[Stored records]
□ □ □ □ □

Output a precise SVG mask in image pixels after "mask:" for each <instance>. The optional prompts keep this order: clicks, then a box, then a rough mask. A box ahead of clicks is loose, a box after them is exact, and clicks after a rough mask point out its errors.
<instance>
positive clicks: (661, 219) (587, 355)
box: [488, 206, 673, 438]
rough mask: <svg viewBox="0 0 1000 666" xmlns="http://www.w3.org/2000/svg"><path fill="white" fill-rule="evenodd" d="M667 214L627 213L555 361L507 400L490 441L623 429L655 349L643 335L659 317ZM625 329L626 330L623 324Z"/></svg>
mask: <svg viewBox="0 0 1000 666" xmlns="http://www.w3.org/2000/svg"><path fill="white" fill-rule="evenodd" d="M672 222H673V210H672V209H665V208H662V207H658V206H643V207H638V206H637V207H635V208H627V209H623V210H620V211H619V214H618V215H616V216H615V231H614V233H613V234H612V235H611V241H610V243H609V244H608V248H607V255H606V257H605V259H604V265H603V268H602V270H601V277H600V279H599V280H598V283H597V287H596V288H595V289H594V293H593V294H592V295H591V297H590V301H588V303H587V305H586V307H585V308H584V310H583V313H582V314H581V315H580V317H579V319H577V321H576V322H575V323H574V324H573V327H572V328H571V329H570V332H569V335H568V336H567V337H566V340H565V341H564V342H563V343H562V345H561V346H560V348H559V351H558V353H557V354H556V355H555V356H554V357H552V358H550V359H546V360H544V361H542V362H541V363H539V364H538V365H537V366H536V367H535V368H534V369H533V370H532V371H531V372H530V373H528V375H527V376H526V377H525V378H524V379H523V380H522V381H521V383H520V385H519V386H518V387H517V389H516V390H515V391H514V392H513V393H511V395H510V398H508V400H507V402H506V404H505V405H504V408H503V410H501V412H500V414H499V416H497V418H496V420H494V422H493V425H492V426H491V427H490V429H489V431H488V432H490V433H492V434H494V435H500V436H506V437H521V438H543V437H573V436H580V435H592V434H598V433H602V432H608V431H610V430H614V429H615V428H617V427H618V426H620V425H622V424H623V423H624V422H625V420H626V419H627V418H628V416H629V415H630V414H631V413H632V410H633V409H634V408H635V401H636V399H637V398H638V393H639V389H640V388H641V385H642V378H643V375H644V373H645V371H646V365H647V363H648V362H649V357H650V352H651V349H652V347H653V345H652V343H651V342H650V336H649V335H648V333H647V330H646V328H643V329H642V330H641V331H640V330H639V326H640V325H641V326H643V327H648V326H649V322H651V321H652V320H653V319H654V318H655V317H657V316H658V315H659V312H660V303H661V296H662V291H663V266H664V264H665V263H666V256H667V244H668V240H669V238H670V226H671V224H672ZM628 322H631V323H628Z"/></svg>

□ □ □ □ □

## Exercise objective:
Copy each line of the data above that holds "instance".

## Response to the exercise:
Output a precise SVG mask in image pixels after "mask:" for each <instance>. The optional prompts keep this order: clicks, then a box, then a rough mask. A box ahead of clicks is loose, a box after them is exact, and clicks after a rough mask point out its errors.
<instance>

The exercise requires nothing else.